→ What the task asks: Repeat verbatim all the lines from the start of the records down to the line containing "negative clicks: (42, 589)", inclusive.

Segment Start: Data records

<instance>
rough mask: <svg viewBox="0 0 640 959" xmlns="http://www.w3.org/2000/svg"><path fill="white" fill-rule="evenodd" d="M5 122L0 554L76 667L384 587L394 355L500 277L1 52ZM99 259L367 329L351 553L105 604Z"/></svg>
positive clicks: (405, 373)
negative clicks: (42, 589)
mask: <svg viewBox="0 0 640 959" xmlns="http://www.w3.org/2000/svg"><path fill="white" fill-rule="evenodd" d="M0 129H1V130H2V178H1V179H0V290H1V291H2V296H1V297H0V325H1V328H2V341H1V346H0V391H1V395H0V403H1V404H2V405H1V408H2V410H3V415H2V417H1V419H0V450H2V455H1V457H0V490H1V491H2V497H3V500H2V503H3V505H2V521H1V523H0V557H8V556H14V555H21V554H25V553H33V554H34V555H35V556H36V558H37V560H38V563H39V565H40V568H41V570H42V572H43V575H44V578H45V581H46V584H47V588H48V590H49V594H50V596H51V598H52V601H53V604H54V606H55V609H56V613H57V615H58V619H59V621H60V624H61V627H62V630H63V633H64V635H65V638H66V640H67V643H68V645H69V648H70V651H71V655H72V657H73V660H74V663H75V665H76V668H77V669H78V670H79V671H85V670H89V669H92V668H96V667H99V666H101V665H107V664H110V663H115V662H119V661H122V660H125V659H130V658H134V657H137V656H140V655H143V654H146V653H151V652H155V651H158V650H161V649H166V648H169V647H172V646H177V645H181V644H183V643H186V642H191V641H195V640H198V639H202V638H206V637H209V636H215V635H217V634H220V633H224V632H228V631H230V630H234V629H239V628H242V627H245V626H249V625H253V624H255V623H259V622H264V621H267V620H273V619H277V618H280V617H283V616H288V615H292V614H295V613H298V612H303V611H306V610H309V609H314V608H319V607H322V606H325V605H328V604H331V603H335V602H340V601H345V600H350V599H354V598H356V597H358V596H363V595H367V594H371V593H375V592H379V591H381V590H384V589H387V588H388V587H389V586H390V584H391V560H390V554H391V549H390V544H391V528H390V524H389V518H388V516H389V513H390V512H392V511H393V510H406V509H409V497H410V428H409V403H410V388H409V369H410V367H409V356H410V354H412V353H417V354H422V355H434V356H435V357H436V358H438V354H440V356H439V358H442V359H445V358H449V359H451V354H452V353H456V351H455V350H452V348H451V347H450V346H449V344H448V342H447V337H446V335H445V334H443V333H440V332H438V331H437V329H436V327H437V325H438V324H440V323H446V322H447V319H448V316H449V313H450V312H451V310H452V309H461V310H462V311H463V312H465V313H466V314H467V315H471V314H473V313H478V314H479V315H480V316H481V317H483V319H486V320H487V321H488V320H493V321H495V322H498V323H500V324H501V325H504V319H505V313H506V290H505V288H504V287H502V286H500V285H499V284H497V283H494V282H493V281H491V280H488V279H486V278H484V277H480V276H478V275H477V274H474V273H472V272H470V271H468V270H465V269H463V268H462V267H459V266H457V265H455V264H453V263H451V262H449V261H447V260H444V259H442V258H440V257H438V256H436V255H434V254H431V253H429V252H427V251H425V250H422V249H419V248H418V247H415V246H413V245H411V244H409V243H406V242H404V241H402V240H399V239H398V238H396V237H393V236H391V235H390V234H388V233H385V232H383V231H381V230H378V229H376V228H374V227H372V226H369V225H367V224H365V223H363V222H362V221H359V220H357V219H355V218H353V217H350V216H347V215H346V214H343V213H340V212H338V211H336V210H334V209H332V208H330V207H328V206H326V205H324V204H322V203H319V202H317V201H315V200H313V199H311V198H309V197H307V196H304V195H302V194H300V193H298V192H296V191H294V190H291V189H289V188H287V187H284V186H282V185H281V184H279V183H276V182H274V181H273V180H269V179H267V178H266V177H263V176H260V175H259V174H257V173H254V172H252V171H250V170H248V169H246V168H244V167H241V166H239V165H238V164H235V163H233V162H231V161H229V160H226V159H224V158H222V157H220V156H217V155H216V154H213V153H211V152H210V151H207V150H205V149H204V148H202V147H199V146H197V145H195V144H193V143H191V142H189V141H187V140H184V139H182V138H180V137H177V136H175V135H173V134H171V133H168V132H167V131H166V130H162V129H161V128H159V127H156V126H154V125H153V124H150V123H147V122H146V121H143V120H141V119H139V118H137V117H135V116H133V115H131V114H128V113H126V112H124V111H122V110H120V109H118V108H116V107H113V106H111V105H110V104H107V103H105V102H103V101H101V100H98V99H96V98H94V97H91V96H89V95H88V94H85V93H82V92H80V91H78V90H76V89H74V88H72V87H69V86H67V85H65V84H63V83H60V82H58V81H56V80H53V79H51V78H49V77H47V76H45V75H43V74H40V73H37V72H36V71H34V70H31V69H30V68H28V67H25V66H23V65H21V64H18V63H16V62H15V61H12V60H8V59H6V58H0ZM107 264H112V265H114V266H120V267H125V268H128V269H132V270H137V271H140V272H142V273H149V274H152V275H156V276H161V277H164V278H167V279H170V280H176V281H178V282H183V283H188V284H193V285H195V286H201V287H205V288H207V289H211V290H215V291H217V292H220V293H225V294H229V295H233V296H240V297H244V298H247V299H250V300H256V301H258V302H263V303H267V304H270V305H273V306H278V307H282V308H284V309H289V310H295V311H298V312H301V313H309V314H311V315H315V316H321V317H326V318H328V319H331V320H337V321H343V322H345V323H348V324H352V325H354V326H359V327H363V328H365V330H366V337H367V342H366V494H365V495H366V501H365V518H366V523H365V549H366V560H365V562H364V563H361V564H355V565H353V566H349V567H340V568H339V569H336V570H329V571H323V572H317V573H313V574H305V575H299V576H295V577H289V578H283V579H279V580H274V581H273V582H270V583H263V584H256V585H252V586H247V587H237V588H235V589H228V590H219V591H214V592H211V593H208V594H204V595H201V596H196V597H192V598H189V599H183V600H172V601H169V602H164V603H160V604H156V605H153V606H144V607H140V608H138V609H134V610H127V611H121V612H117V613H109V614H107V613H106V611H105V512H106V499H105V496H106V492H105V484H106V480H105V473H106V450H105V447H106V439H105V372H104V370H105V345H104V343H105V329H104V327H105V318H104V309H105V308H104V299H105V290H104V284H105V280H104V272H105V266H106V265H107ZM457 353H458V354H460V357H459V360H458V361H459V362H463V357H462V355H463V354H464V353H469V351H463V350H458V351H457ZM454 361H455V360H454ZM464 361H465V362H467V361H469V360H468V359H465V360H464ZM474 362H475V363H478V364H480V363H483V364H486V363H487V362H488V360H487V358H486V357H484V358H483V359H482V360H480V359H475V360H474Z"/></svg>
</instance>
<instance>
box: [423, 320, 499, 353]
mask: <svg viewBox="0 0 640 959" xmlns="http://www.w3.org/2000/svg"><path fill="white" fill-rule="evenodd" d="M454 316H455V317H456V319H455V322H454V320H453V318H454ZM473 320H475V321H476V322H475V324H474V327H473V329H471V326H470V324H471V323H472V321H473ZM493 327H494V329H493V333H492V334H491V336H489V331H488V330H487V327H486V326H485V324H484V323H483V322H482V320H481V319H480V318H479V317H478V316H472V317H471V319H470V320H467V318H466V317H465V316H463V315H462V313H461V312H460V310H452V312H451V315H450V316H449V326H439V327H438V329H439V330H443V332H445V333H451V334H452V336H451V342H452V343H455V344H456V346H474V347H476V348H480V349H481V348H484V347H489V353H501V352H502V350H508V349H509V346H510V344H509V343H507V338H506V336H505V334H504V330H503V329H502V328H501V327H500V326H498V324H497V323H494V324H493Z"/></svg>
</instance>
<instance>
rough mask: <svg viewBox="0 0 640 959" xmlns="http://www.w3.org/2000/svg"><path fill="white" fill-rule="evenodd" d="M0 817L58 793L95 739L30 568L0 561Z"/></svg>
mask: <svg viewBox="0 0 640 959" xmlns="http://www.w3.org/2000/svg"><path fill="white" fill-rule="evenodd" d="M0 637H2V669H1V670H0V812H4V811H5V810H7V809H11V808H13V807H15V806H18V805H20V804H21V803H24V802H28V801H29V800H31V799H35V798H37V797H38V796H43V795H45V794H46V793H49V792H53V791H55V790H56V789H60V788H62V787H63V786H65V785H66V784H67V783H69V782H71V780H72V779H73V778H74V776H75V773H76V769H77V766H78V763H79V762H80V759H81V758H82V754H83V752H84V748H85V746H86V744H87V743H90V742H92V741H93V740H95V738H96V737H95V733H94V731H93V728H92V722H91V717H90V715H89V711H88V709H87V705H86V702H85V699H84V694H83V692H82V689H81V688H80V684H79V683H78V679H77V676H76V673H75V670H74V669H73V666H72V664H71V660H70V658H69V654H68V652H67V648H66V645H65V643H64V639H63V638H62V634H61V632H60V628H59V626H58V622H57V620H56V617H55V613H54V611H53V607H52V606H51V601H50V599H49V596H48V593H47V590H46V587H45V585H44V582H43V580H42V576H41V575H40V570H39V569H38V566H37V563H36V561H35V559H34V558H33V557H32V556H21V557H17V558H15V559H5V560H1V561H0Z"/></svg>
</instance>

Segment End: Data records

→ Solved problem:
<instance>
rough mask: <svg viewBox="0 0 640 959" xmlns="http://www.w3.org/2000/svg"><path fill="white" fill-rule="evenodd" d="M5 122L0 554L76 667L384 587L394 355L500 277L1 52ZM99 259L367 329L351 553L105 604Z"/></svg>
positive clicks: (405, 373)
negative clicks: (42, 589)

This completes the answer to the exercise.